→ Directions
Extract each line of the material that follows exactly and omit its pictures.
[Start of section]
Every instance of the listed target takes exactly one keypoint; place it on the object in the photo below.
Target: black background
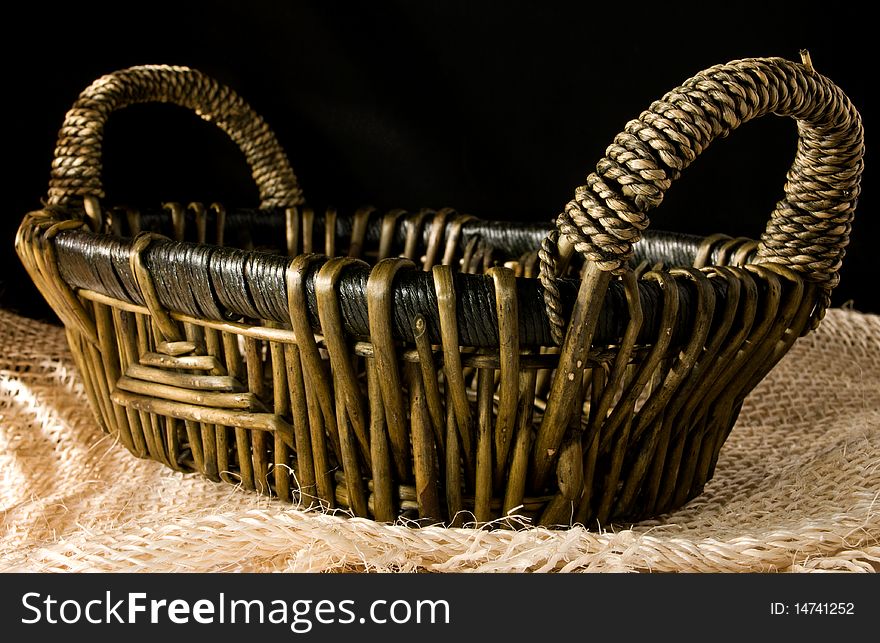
(497, 109)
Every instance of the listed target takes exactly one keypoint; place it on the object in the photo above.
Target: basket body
(399, 364)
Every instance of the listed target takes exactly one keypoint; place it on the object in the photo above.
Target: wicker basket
[End of section]
→ Reply to the task
Every instance of the listed target takes exactly one keypoint; place it on the object in the photo below.
Target: black background
(497, 109)
Every instance of the listed target takes exactly one keypoint; place it on the object in the photo above.
Target: basket body
(399, 364)
Every instance of the listed target takes exactly one keypoint; place it on the object in the photo above.
Target: wicker basket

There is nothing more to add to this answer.